Provided material:
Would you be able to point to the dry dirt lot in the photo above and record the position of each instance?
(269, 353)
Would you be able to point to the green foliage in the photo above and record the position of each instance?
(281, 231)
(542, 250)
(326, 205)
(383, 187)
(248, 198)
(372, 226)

Instruction:
Copy every row above, unchanged and in the same order.

Full solution:
Would you be able to point to the dry dirt lot in the photo above and record the position of each instance?
(269, 353)
Would you be able to point to the green foliage in the photo above and record the position of each instance?
(281, 231)
(542, 250)
(326, 205)
(383, 187)
(248, 198)
(372, 226)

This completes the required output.